== SOURCE EXTRACT

[Fix] Set div_mode to False and fix view_as position (#912)

yiz-liu · web-flow · commit a73bd6caf44b · 2025-05-22T09:57:25.000+08:00
### What this PR does / why we need it?  Set div_mode to False to use the ACLNN kernel, which is crucial when using ACL Graph. ### Does this PR introduce _any_ user-facing change?  ### How was this patch tested?  Signed-off-by: Yizhou Liu <liu_yizhou@outlook.com>
diff --git a/vllm_ascend/ops/attention.py b/vllm_ascend/ops/attention.py
@@ -131,7 +131,6 @@ def vanilla_chunked_prefill(
 
     attn_output = (attn_output[q_mask].view([-1, num_query_heads,
                                              head_dim]).to(output.dtype))
-    output = output.view_as(attn_output)
     output.copy_(attn_output)
     return attn_output
 
@@ -248,6 +247,7 @@ def vanilla_chunked_prefill_mla(
 
     attn_output = (attn_output[q_mask].view([-1, num_heads,
                                              v_head_dim]).to(output.dtype))
+    output = output.view_as(attn_output)
     output.copy_(attn_output)
     return attn_output
 
diff --git a/vllm_ascend/quantization/w8a8.py b/vllm_ascend/quantization/w8a8.py
@@ -24,7 +24,7 @@
 def quant_per_tensor(in_tensor: torch.Tensor, input_scale: torch.Tensor,
                      input_offset: torch.Tensor):
     return torch_npu.npu_quantize(in_tensor, input_scale, input_offset,
-                                  torch.qint8, -1, True)

====

» **REQUIRED TASK A**: In the records, rewrite everything from their first line down to the line containing "(67, 152), (84, 182)", replacing "detector" with "locator" and leaving all else unchanged.
The records have no connection to the commit diff.

== PROVIDED INFORMATION

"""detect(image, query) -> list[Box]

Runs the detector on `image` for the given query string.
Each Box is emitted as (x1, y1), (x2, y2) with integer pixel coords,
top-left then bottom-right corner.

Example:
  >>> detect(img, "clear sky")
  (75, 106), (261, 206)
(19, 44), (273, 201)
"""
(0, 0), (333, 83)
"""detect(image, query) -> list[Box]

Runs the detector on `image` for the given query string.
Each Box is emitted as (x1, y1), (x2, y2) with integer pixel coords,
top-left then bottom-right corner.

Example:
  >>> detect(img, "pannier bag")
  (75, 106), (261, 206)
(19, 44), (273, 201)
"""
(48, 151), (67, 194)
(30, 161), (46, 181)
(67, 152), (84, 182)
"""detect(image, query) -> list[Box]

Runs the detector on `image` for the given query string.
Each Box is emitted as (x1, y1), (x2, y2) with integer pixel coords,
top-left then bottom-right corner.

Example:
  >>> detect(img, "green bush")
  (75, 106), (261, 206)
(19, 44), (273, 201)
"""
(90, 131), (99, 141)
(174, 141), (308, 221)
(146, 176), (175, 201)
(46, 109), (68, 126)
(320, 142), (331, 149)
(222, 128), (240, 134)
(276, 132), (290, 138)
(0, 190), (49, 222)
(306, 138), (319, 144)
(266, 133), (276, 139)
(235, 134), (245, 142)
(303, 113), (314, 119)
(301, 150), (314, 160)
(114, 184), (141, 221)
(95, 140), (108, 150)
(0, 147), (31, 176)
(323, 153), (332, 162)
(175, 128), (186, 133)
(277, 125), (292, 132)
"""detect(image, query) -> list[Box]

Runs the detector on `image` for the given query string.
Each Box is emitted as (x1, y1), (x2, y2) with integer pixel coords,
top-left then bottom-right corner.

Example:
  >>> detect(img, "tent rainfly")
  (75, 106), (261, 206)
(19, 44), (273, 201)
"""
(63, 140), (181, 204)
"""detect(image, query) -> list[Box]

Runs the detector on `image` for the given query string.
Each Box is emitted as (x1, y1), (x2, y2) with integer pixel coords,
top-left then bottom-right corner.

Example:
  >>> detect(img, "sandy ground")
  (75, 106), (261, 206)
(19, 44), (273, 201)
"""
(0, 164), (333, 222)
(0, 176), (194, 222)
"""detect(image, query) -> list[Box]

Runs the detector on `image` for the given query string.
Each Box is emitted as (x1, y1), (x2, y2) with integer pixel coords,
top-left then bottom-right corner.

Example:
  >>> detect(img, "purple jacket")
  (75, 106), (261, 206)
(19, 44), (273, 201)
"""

====

» **REQUIRED TASK B**: Write what comes next in the commit diff after its last line.

» **EXPECTED OUTPUT A**:
"""detect(image, query) -> list[Box]

Runs the locator on `image` for the given query string.
Each Box is emitted as (x1, y1), (x2, y2) with integer pixel coords,
top-left then bottom-right corner.

Example:
  >>> detect(img, "clear sky")
  (75, 106), (261, 206)
(19, 44), (273, 201)
"""
(0, 0), (333, 83)
"""detect(image, query) -> list[Box]

Runs the locator on `image` for the given query string.
Each Box is emitted as (x1, y1), (x2, y2) with integer pixel coords,
top-left then bottom-right corner.

Example:
  >>> detect(img, "pannier bag")
  (75, 106), (261, 206)
(19, 44), (273, 201)
"""
(48, 151), (67, 194)
(30, 161), (46, 181)
(67, 152), (84, 182)

» **EXPECTED OUTPUT B**:
+                                  torch.qint8, -1, False)
 
 
 class AscendW8A8LinearMethod:
@@ -102,12 +102,12 @@ def apply(
 
     def process_weights_after_loading(self, layer):
         expanding_factor = layer.weight.data.shape[1]
-        layer.aclnn_input_scale = torch.nn.Parameter(
+        layer.aclnn_input_scale = 1 / torch.nn.Parameter(
             layer.input_scale.data.repeat(expanding_factor),
             requires_grad=False)
         layer.aclnn_input_offset = torch.nn.Parameter(
             layer.input_offset.data.repeat(expanding_factor),
-            requires_grad=False)
+            requires_grad=False).to(layer.aclnn_input_scale.dtype)
         if self.transpose_weight:
             layer.weight.data = layer.weight.data.transpose(0, 1).contiguous()
         layer.weight_scale.data = torch.flatten(layer.weight_scale.data)